* DATASET EXCERPTS *
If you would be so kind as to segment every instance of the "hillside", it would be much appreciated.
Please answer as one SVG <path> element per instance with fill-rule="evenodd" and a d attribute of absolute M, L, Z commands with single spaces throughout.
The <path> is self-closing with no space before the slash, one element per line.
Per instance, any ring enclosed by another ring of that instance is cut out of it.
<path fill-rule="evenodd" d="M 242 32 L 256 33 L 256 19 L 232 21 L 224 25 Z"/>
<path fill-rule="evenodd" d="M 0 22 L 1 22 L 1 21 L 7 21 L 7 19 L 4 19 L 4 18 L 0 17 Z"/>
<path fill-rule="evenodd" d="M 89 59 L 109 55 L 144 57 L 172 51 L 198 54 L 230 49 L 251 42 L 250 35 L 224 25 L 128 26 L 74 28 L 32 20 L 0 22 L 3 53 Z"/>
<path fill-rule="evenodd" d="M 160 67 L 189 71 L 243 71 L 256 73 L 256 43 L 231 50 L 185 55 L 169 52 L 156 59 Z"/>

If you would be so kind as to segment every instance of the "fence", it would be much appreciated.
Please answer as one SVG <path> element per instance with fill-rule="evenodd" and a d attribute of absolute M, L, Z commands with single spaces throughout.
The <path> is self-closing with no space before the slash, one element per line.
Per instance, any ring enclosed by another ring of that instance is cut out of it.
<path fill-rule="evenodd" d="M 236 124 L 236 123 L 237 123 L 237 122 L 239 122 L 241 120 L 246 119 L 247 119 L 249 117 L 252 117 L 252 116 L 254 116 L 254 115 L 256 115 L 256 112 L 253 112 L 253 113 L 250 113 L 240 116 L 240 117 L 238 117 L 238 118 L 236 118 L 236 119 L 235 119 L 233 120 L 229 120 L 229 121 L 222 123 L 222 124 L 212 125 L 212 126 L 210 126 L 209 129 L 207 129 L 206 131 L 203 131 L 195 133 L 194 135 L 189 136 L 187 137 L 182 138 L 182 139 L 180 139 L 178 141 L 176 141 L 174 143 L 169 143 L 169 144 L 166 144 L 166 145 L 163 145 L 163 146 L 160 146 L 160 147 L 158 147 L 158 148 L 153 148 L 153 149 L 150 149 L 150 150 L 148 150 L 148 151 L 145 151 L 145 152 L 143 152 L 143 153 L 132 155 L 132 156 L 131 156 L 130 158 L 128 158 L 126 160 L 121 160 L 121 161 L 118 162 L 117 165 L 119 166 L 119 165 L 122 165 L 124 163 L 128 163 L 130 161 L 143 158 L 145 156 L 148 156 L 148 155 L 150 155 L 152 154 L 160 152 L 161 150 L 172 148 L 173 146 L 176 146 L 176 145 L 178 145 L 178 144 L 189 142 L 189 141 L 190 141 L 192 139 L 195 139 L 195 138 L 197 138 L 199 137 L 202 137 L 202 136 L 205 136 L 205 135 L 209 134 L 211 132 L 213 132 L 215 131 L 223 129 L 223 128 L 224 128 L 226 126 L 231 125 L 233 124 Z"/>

* INSTRUCTIONS TO FOLLOW *
Change every "segment" in the rows above to "outline", and keep everything else the same.

* RESULT OF THE TASK *
If you would be so kind as to outline every instance of the "hillside", it would be much appreciated.
Please answer as one SVG <path> element per instance with fill-rule="evenodd" and a d attribute of absolute M, L, Z commands with single spaces throughout.
The <path> is self-closing with no space before the slash, one element per line.
Per instance, any ring enclosed by another ring of that instance is cut out of it.
<path fill-rule="evenodd" d="M 242 32 L 256 33 L 256 19 L 232 21 L 224 25 Z"/>
<path fill-rule="evenodd" d="M 0 22 L 1 22 L 1 21 L 7 21 L 7 19 L 4 19 L 4 18 L 0 17 Z"/>
<path fill-rule="evenodd" d="M 89 59 L 109 55 L 144 57 L 172 51 L 198 54 L 230 49 L 251 42 L 250 35 L 224 25 L 128 26 L 74 28 L 32 20 L 0 22 L 3 53 Z"/>
<path fill-rule="evenodd" d="M 160 67 L 189 71 L 243 71 L 256 73 L 256 43 L 231 50 L 185 55 L 169 52 L 156 59 Z"/>

If you would be so kind as to outline every instance of the "fence", it would be much appreciated.
Please answer as one SVG <path> element per instance with fill-rule="evenodd" and a d attribute of absolute M, L, Z commands with single spaces throughout.
The <path> is self-closing with no space before the slash, one element per line.
Per instance, any ring enclosed by another ring of that instance is cut out of it.
<path fill-rule="evenodd" d="M 236 124 L 236 123 L 237 123 L 237 122 L 239 122 L 241 120 L 246 119 L 247 119 L 249 117 L 252 117 L 252 116 L 254 116 L 254 115 L 256 115 L 256 112 L 253 112 L 253 113 L 250 113 L 240 116 L 240 117 L 238 117 L 238 118 L 236 118 L 236 119 L 235 119 L 233 120 L 229 120 L 229 121 L 222 123 L 222 124 L 212 125 L 212 126 L 210 126 L 209 129 L 207 129 L 206 131 L 203 131 L 195 133 L 194 135 L 189 136 L 187 137 L 182 138 L 182 139 L 180 139 L 178 141 L 176 141 L 174 143 L 169 143 L 169 144 L 166 144 L 166 145 L 163 145 L 163 146 L 160 146 L 160 147 L 158 147 L 158 148 L 153 148 L 153 149 L 150 149 L 150 150 L 148 150 L 148 151 L 145 151 L 145 152 L 143 152 L 143 153 L 132 155 L 132 156 L 131 156 L 130 158 L 128 158 L 126 160 L 121 160 L 121 161 L 118 162 L 117 165 L 119 166 L 119 165 L 122 165 L 124 163 L 128 163 L 130 161 L 143 158 L 145 156 L 148 156 L 148 155 L 150 155 L 152 154 L 160 152 L 161 150 L 172 148 L 173 146 L 176 146 L 176 145 L 178 145 L 178 144 L 189 142 L 189 141 L 190 141 L 192 139 L 195 139 L 195 138 L 197 138 L 199 137 L 202 137 L 202 136 L 205 136 L 205 135 L 209 134 L 211 132 L 213 132 L 215 131 L 223 129 L 223 128 L 224 128 L 226 126 L 231 125 L 233 124 Z"/>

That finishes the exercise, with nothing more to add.